| SELECTED TEXT |
These are possibly modifications of some kind, or errors in the tool used to create the LNK files (for an example of such a tool, go here). Either way, could these be considered 'tool marks' that could be used to track LNK files being deployed across campaigns?
Am I suggesting that everyone, every examiner needs to be proficient at coding and knowledgeable of file formats? No, not at all. In this blog post, I'm simply elaborating on a previous response, and illustrating how having an understanding of coding can be helpful.
Other examples of how coding in DFIR is useful include not just being able to automate significant portions of your workflow, but also being able to understand what an attacker may have been trying to achieve. I've engaged in a number of IR engagements over the years where attackers have left batch files or Visual Basic scripts behind, and for the most part, they were easy to understand, and very useful. However, every now and then, there would be a relatively un- or under-used command that required some research, or something "new".
Another example is decoding weaponized MSWord documents. Not long ago, I unraveled a macro embedded in an MSWord document, and having some ability to code not only helped me do the unraveling, but also helped me see what was actually being done. The macro had multiple layers of obfuscation, including base64 encoding, character encoding (i.e., using the character number from an ASCII table instead of the character itself, and decoding via chr()...), as well as a few other tricks. At one point, there was even a base64-encoded string embedded within a script that was, itself, base64 encoded.
So, in summary, having some capability to code, at some level, is extremely valuable within the DFIR community...that, or knowing someone. In fact, having someone (or a few someones) you can go to for assistance is just helpful all around.

| EXTRACTED INFORMATION |
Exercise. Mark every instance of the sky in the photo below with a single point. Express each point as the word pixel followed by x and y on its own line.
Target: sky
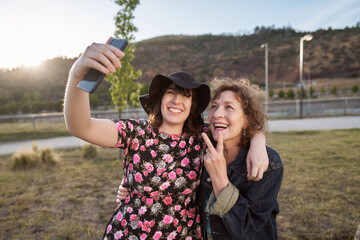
pixel 32 31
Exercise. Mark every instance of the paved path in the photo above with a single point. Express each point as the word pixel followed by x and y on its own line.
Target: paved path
pixel 275 125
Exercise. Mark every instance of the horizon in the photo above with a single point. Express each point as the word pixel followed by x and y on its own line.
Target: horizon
pixel 71 26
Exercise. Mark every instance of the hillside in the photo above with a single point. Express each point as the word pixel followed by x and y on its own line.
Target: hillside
pixel 331 54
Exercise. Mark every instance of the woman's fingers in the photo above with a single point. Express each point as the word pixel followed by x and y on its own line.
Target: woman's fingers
pixel 208 142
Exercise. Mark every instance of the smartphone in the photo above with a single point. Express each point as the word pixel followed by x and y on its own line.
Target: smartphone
pixel 93 77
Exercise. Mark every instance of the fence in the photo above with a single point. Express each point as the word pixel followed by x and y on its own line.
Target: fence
pixel 311 107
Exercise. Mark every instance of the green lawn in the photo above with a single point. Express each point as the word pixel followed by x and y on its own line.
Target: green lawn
pixel 319 197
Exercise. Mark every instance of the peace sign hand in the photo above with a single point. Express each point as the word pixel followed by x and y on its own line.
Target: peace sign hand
pixel 215 163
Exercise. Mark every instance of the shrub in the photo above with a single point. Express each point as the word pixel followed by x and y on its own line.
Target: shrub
pixel 89 151
pixel 281 94
pixel 290 94
pixel 355 88
pixel 35 157
pixel 333 90
pixel 24 160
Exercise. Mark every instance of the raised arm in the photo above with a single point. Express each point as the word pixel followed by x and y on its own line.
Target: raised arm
pixel 257 160
pixel 102 132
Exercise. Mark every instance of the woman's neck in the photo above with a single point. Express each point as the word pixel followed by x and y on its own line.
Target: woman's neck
pixel 175 129
pixel 231 150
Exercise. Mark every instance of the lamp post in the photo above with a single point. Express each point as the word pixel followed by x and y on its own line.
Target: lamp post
pixel 307 37
pixel 266 76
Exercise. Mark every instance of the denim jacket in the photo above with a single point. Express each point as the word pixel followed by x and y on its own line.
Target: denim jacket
pixel 244 209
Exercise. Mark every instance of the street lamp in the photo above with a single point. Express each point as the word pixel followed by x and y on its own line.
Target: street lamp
pixel 307 37
pixel 266 76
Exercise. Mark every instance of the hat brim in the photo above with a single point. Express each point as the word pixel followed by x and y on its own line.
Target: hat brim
pixel 160 81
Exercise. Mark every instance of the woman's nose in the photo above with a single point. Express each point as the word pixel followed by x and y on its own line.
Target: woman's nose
pixel 218 112
pixel 176 98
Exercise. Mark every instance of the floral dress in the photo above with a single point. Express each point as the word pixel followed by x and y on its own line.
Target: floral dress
pixel 162 172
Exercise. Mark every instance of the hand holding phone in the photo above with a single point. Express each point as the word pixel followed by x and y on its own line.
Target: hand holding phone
pixel 93 77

| TO DO |
Quote the DFIR coding post word for word, between "Another example is" and "itself, base64 encoded.", inclusive. The records are separate material that has nothing to do with the DFIR coding post.

| REPLY |
Another example is decoding weaponized MSWord documents. Not long ago, I unraveled a macro embedded in an MSWord document, and having some ability to code not only helped me do the unraveling, but also helped me see what was actually being done. The macro had multiple layers of obfuscation, including base64 encoding, character encoding (i.e., using the character number from an ASCII table instead of the character itself, and decoding via chr()...), as well as a few other tricks. At one point, there was even a base64-encoded string embedded within a script that was, itself, base64 encoded.